▶ **DIRECTIONS**
Transcribe the records below word for word, leaving every picture out.

Natural language region descriptions

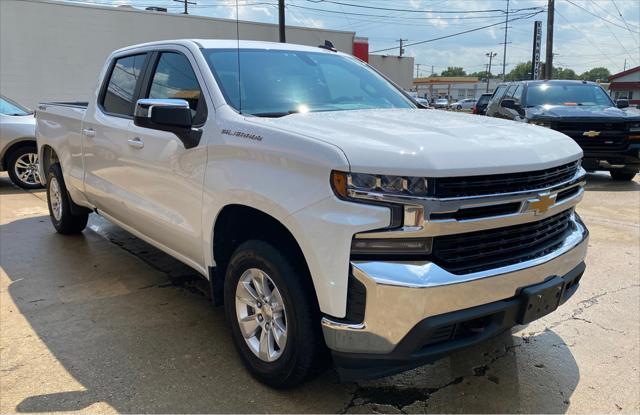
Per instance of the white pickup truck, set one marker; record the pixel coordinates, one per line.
(327, 210)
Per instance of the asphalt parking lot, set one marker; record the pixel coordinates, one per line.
(103, 322)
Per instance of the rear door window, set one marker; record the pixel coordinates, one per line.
(517, 95)
(123, 80)
(510, 91)
(498, 92)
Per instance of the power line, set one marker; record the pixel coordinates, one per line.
(587, 38)
(600, 17)
(413, 10)
(624, 21)
(459, 33)
(387, 16)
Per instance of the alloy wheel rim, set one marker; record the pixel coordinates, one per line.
(261, 315)
(55, 198)
(26, 169)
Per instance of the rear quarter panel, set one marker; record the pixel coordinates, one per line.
(60, 127)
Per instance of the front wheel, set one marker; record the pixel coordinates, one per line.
(623, 175)
(273, 315)
(59, 203)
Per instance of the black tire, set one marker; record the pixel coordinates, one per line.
(63, 219)
(26, 154)
(623, 175)
(304, 351)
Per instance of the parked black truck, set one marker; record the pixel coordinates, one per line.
(608, 135)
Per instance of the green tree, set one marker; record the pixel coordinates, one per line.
(599, 73)
(454, 71)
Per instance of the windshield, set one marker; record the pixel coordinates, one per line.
(8, 107)
(568, 94)
(484, 99)
(275, 83)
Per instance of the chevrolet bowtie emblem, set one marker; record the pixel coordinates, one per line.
(542, 203)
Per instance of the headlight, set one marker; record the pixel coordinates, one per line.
(391, 247)
(372, 188)
(546, 124)
(345, 185)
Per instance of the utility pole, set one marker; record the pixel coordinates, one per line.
(401, 48)
(490, 55)
(504, 51)
(548, 64)
(186, 4)
(281, 24)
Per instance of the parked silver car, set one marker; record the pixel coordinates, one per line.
(18, 151)
(441, 103)
(463, 104)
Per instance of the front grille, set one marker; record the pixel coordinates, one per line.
(504, 183)
(493, 248)
(612, 135)
(479, 212)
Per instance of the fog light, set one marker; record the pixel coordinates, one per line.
(391, 246)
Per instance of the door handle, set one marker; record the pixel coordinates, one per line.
(89, 132)
(135, 142)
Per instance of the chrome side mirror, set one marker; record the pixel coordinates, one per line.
(172, 115)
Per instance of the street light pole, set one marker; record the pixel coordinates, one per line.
(548, 64)
(281, 23)
(504, 52)
(490, 55)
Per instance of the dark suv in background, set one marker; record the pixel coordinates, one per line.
(480, 107)
(609, 136)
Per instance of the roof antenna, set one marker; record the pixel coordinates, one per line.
(328, 46)
(238, 54)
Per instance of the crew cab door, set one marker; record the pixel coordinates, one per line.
(158, 190)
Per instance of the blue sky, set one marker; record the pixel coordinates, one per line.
(588, 33)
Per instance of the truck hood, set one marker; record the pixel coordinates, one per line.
(595, 113)
(418, 142)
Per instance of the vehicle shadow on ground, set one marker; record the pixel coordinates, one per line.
(602, 182)
(140, 340)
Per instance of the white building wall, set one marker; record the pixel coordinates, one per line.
(54, 51)
(398, 69)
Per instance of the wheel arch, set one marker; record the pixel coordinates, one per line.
(13, 146)
(237, 223)
(48, 156)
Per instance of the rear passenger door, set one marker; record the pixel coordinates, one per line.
(105, 130)
(167, 179)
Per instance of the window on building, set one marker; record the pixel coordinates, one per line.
(119, 95)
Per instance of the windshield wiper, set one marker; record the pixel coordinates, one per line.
(275, 114)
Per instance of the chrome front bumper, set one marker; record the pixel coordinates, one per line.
(401, 294)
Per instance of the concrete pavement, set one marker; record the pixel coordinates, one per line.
(103, 322)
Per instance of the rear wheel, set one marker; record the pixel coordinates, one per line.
(274, 319)
(623, 175)
(22, 165)
(59, 203)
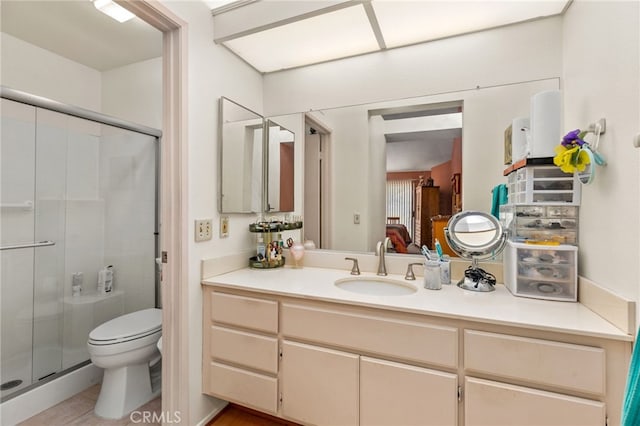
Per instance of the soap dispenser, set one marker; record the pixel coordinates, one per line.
(76, 284)
(105, 280)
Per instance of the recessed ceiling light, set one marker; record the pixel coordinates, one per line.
(408, 22)
(338, 34)
(113, 10)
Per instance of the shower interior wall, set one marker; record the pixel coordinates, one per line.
(95, 193)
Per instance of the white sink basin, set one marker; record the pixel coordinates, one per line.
(376, 286)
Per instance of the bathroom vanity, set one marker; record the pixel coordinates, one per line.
(292, 344)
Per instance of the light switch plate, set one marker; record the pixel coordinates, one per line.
(224, 226)
(203, 229)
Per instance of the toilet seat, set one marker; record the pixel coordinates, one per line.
(133, 326)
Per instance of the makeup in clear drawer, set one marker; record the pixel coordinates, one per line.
(541, 271)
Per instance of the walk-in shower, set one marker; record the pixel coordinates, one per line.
(79, 192)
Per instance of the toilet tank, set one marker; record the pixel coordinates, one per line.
(81, 315)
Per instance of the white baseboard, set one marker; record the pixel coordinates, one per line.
(32, 402)
(212, 414)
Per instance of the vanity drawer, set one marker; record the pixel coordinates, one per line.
(244, 387)
(247, 312)
(246, 349)
(542, 362)
(499, 404)
(359, 332)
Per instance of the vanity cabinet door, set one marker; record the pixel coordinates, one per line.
(394, 394)
(499, 404)
(319, 386)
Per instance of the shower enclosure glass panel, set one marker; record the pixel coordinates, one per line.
(90, 189)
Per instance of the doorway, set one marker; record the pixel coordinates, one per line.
(317, 184)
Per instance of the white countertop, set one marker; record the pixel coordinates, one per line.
(497, 307)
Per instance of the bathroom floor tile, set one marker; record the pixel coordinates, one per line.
(78, 411)
(63, 413)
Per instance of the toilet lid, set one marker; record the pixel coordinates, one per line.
(130, 325)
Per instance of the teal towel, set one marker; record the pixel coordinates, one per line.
(631, 404)
(499, 198)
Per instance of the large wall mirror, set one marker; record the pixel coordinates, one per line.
(352, 153)
(256, 162)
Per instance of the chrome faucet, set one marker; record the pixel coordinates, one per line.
(381, 248)
(355, 270)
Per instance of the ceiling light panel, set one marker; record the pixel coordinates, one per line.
(339, 34)
(406, 22)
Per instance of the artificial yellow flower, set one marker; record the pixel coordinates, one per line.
(571, 159)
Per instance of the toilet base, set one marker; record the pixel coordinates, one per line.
(123, 390)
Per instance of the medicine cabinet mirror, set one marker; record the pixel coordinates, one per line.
(280, 168)
(256, 162)
(241, 158)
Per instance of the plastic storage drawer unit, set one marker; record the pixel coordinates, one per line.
(557, 224)
(542, 271)
(543, 185)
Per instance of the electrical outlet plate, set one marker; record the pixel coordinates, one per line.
(224, 226)
(203, 229)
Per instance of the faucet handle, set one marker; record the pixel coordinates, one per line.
(410, 275)
(355, 270)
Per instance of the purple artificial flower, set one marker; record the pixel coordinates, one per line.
(572, 138)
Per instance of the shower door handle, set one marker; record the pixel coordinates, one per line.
(29, 245)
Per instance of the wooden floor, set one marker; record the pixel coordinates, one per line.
(78, 410)
(234, 415)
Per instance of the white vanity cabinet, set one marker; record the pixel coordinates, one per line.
(240, 348)
(324, 363)
(394, 393)
(335, 372)
(569, 369)
(319, 386)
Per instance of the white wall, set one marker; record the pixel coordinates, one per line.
(34, 70)
(212, 72)
(134, 92)
(601, 79)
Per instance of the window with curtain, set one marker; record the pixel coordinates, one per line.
(400, 202)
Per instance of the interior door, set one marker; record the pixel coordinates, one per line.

▶ **RESPONSE AREA**
Per instance of the white pickup truck, set one marker; record the pixel coordinates, one per line.
(327, 210)
Per instance of the asphalt parking lot, set one marker; record the pixel coordinates, one per line.
(103, 322)
Per instance of the rear door window, set one marker; record the pixel coordinates, one per line.
(517, 95)
(123, 80)
(510, 91)
(498, 92)
Per instance of the power line, set one marker; record the pixel coordinates, one per line.
(587, 38)
(600, 17)
(413, 10)
(624, 21)
(459, 33)
(387, 16)
Per instance of the alloy wheel rim, set one marker; record the pixel coordinates, one per line.
(261, 315)
(55, 198)
(26, 169)
Per instance of the rear quarter panel, set one marker; record the pixel coordinates, one per line.
(60, 127)
Per instance of the front wheel, set one marker; record the pixel coordinates, one per line.
(623, 175)
(273, 315)
(59, 203)
Per instance of the black tire, set one marker; record the pixel coordinates, one per line.
(63, 219)
(26, 154)
(623, 175)
(304, 351)
Per instance of the parked black truck, set one marker; record the pixel coordinates, one per line.
(608, 135)
Per instance of the green tree, set one marker; record the pixel coordinates, one per line.
(599, 73)
(454, 71)
Per instance of the windshield, set one marker; record the pixel coordinates, one per line.
(8, 107)
(568, 94)
(484, 99)
(275, 83)
Per instance of the chevrolet bowtie emblem, set one marker; record the pixel coordinates, one per line.
(542, 203)
Per instance of the headlight, set one marker; record the pixel coordinates, one per line.
(391, 247)
(372, 188)
(546, 124)
(345, 185)
Per instance of the utility pole, set one marker; record the pixel coordinates, one per line.
(401, 48)
(490, 55)
(504, 51)
(548, 64)
(186, 4)
(281, 24)
Per instance of the parked silver car, set one marker; record the pixel coordinates, one per line.
(18, 151)
(441, 103)
(463, 104)
Per instance of the front grille, set one marker; record the pixel coordinates, one per line.
(504, 183)
(493, 248)
(612, 135)
(479, 212)
Per instance of the fog light, set one marker; record the pixel coordinates, one per line.
(391, 246)
Per instance of the door handle, set one marker; record the pixel coordinates, one per line.
(89, 132)
(135, 142)
Per instance of the chrome side mirror, set one marker; record the pixel coordinates, one per line.
(172, 115)
Per instance of the street light pole, set one marker; record the pixel coordinates, one per line.
(548, 64)
(281, 23)
(504, 52)
(490, 55)
Per instance of the dark suv in background, set one marker; record the pixel coordinates, one per line.
(480, 107)
(609, 136)
Per instance of the roof antenna, set one marker; record the pixel coordinates, one per line.
(328, 46)
(238, 54)
Per instance of the crew cab door, set one marker; record the pixel coordinates, one per line.
(158, 190)
Per instance of the blue sky, set one marker; record the pixel coordinates, one per line.
(588, 33)
Per instance of the truck hood, set one marker; record the pixel coordinates, one per line.
(595, 113)
(418, 142)
Per instance of the vehicle shadow on ground, set one marker; record the pixel coordinates, one per line.
(602, 182)
(140, 340)
Per instance of the white building wall, set one marker; record the pixel coordinates, one per line.
(54, 51)
(398, 69)
Per instance of the wheel arch, set one marker; record the pixel coordinates, one per line.
(13, 146)
(237, 223)
(48, 156)
Per instance of the rear passenger door, set one marker; record the pixel coordinates, one per line.
(105, 130)
(167, 179)
Per instance of the window on building, set one marker; record the pixel coordinates, one per line.
(119, 95)
Per instance of the windshield wiper, set one marker; record the pixel coordinates, one per line.
(275, 114)
Per instance of the chrome front bumper, set one marker; record the pixel coordinates, one per line.
(401, 294)
Per instance of the concrete pavement, set one marker; record the pixel coordinates, one per line.
(103, 322)
Per instance of the rear wheel, set one marker; record the pixel coordinates, one per line.
(274, 319)
(623, 175)
(22, 165)
(59, 203)
Per instance of the soap dispenser, set one marker; record the pixel coordinates, one per line.
(76, 284)
(105, 280)
Per instance of the recessed ceiling light, set one marker; record the pixel coordinates, one per line.
(408, 22)
(338, 34)
(113, 10)
Per instance of the shower interior wall, set one marker; record the pixel coordinates, one per line.
(95, 193)
Per instance of the white sink basin, set one marker; record the pixel coordinates, one per line.
(376, 286)
Per instance of the bathroom vanity, set one marker; record the pixel coordinates, one per line.
(292, 344)
Per instance of the light switch plate, set one marker; record the pixel coordinates, one per line.
(224, 226)
(203, 229)
Per instance of the toilet seat, set one marker; record the pixel coordinates, one per line.
(133, 326)
Per instance of the makeup in clear drawer, set one marker; record the pixel coordinates, one per line.
(541, 271)
Per instance of the walk-in shower, set one marker; record the pixel coordinates, one per line.
(79, 192)
Per instance of the toilet tank, set one marker; record the pixel coordinates, one per line.
(81, 315)
Per instance of the white baseboard, set one marker; record the pixel coordinates, one per line.
(32, 402)
(212, 414)
Per instance of the vanity drawer, set one marker; record the pixel coordinates, one per line.
(244, 387)
(247, 312)
(246, 349)
(542, 362)
(499, 404)
(359, 332)
Per instance of the vanity cabinet door, set one marker; record the pixel coordinates, one per line.
(394, 394)
(499, 404)
(319, 386)
Per instance of the shower enclosure glass panel, set one marker; record the pixel coordinates, one per line.
(90, 189)
Per instance of the doorway, set one marker; record the pixel coordinates, one per line.
(317, 184)
Per instance of the white countertop, set one marker; record the pixel coordinates, one per line.
(497, 307)
Per instance of the bathroom floor tile, set one marker; record the pixel coordinates, one per line.
(78, 411)
(63, 413)
Per instance of the toilet lid, set one marker; record the pixel coordinates, one per line.
(130, 325)
Per instance of the teal towel, set one marker; record the pixel coordinates, one per line.
(631, 404)
(499, 198)
Per instance of the large wall mirror, set one marker; record the pixel coordinates, one per line.
(352, 153)
(256, 162)
Per instance of the chrome faucet, set one marker; record the pixel coordinates, one per line.
(381, 248)
(355, 270)
Per instance of the ceiling light panel, set one marker; record the pixel coordinates, one per line.
(339, 34)
(406, 22)
Per instance of the artificial yellow flower, set one marker; record the pixel coordinates, one per line.
(571, 159)
Per instance of the toilet base, set one marker; record the pixel coordinates, one per line.
(123, 390)
Per instance of the medicine cabinet mirror, set one marker; record the pixel coordinates, one per line.
(280, 168)
(256, 162)
(241, 158)
Per instance of the plastic storage drawer unit, set one marker; record the pixel coordinates, one per line.
(557, 224)
(542, 271)
(543, 185)
Per instance of the electrical outlet plate, set one marker; record the pixel coordinates, one per line.
(224, 226)
(203, 229)
Per instance of the faucet handle, set one marker; record the pixel coordinates, one per line.
(410, 275)
(355, 270)
Per instance of the purple artificial flower, set one marker; record the pixel coordinates, one per line.
(572, 138)
Per instance of the shower door handle, set one marker; record the pixel coordinates, one per line.
(29, 245)
Per instance of the wooden floor, set one marker; record the pixel coordinates, one per line.
(78, 410)
(234, 415)
Per instance of the white vanity cabinet, set one marker; record the pixel coordinates, one per line.
(240, 348)
(324, 363)
(394, 393)
(335, 372)
(569, 369)
(319, 386)
Per instance of the white wall, set one marker; record the pixel coordinates, one per line.
(34, 70)
(212, 72)
(134, 92)
(601, 79)
Per instance of the window with curtain, set one marker; record the pixel coordinates, one per line.
(400, 202)
Per instance of the interior door, set one marker; record the pixel coordinates, one per line.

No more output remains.